SOURCE TEXT section start

We propose that the 26S proteasome is involved in UV-TLS in XP-V and cancer cells. Using epistatic analysis in S. cerevisiae, Podlaska and co-workers [50,51] demonstrated a link between 20S proteasomal activity and postreplication repair. Postreplication repair is the mechanism by which stalling of the replication fork is avoided and includes TLS and template switching. Both phenomena can be detected by pulse-chase experiment and ASDG. However, the likely target protein for signaling by polyubiquitins, and also degradation by the proteasome, has yet to be determined (Figure 6).
Since the 1970s, there has been controversy about the inhibitory effect of caffeine on postreplication repair. The following consensus has been reached [52]. In rodent cells, following UV irradiation, caffeine decreases the survival rate and mutation frequency, and inhibits postreplication repair. Moreover, it may enhance chromosomal aberrations in cell strains cultured from mice or Chinese hamsters. By contrast, in humans, the effects of caffeine vary among cell types: in normal fibroblasts, it has no effect on survival and postreplication repair; in XP-V cells, it decreases survival and inhibits postreplication repair; and in classical type XP cells, it has no effect on survival, and only a slight inhibitory effect on postreplication repair [53].

SOURCE TEXT section end
MATERIAL SHOWN section start

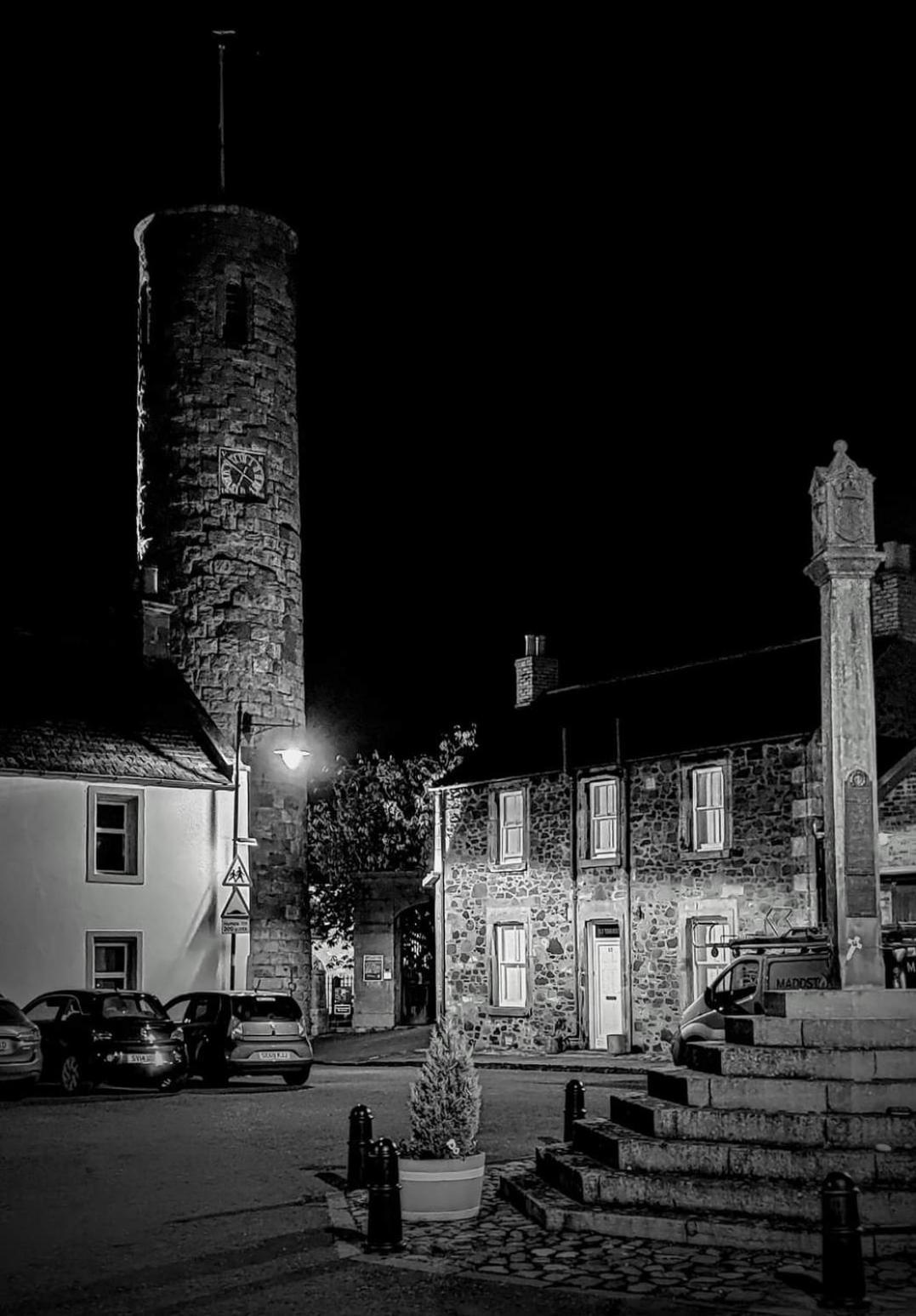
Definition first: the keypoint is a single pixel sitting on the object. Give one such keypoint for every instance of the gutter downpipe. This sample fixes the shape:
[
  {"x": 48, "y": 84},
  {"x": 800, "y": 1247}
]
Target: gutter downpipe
[
  {"x": 628, "y": 866},
  {"x": 574, "y": 877}
]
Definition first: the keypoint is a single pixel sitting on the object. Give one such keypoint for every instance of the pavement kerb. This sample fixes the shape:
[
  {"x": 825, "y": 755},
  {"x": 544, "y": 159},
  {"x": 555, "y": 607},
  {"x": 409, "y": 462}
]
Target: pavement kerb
[
  {"x": 543, "y": 1065},
  {"x": 341, "y": 1219}
]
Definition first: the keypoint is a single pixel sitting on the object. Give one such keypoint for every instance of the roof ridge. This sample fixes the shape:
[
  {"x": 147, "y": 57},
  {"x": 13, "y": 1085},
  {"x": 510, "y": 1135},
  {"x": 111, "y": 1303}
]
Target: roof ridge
[{"x": 689, "y": 666}]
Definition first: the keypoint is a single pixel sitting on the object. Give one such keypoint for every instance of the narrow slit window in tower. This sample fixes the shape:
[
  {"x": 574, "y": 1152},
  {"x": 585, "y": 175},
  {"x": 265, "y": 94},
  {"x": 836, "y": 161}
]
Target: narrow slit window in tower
[{"x": 236, "y": 319}]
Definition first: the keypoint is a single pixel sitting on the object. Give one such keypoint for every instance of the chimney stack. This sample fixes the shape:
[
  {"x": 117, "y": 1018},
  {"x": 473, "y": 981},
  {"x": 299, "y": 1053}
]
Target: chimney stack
[
  {"x": 156, "y": 618},
  {"x": 894, "y": 595},
  {"x": 535, "y": 673}
]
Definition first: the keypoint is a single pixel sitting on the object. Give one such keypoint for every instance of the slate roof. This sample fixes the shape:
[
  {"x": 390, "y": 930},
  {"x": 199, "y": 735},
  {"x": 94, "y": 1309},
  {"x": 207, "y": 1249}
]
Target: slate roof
[
  {"x": 766, "y": 694},
  {"x": 110, "y": 719}
]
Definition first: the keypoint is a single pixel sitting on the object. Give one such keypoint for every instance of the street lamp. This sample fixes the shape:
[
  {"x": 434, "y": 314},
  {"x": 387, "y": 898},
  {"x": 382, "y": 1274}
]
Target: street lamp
[{"x": 293, "y": 758}]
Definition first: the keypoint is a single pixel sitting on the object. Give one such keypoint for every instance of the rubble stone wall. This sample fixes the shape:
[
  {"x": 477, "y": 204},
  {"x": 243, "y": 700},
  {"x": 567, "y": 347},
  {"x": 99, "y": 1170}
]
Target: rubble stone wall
[{"x": 766, "y": 871}]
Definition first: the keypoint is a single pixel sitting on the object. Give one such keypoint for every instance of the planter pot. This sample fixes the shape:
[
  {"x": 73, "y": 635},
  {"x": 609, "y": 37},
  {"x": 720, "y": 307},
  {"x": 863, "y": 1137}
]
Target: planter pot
[{"x": 441, "y": 1190}]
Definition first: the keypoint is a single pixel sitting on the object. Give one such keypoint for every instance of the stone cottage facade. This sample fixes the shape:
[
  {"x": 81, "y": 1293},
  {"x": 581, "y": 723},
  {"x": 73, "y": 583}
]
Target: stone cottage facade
[
  {"x": 117, "y": 810},
  {"x": 601, "y": 845}
]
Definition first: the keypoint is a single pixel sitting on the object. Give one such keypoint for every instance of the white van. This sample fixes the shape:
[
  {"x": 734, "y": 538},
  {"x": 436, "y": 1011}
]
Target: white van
[{"x": 761, "y": 965}]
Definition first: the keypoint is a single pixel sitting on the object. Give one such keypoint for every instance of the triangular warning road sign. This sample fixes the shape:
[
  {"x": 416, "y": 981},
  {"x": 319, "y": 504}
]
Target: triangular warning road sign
[
  {"x": 236, "y": 904},
  {"x": 237, "y": 875}
]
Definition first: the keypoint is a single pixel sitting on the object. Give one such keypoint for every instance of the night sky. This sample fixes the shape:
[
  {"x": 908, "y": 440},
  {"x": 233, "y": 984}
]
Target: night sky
[{"x": 578, "y": 320}]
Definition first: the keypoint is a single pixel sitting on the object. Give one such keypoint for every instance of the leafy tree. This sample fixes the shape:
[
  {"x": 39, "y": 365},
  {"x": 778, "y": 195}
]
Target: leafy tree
[{"x": 372, "y": 815}]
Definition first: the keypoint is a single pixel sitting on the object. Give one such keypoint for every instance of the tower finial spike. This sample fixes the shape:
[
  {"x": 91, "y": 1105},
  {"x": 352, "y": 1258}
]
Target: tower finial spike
[{"x": 220, "y": 33}]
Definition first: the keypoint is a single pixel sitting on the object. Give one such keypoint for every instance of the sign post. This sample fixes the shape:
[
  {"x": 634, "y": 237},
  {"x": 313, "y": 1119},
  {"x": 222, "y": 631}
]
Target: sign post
[{"x": 236, "y": 916}]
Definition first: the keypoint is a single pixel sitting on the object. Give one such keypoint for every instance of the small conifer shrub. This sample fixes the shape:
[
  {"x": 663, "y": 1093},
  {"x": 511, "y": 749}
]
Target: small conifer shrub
[{"x": 445, "y": 1101}]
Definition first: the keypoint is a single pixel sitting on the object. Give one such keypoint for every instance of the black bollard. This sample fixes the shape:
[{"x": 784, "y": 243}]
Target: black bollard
[
  {"x": 384, "y": 1232},
  {"x": 575, "y": 1107},
  {"x": 361, "y": 1136},
  {"x": 843, "y": 1273}
]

MATERIAL SHOWN section end

### [WORK REQUEST]
Copy the passage on postreplication repair word for word, starting with "Since the 1970s, there" and going on through "postreplication repair [53].".

### [RESPONSE BOX]
Since the 1970s, there has been controversy about the inhibitory effect of caffeine on postreplication repair. The following consensus has been reached [52]. In rodent cells, following UV irradiation, caffeine decreases the survival rate and mutation frequency, and inhibits postreplication repair. Moreover, it may enhance chromosomal aberrations in cell strains cultured from mice or Chinese hamsters. By contrast, in humans, the effects of caffeine vary among cell types: in normal fibroblasts, it has no effect on survival and postreplication repair; in XP-V cells, it decreases survival and inhibits postreplication repair; and in classical type XP cells, it has no effect on survival, and only a slight inhibitory effect on postreplication repair [53].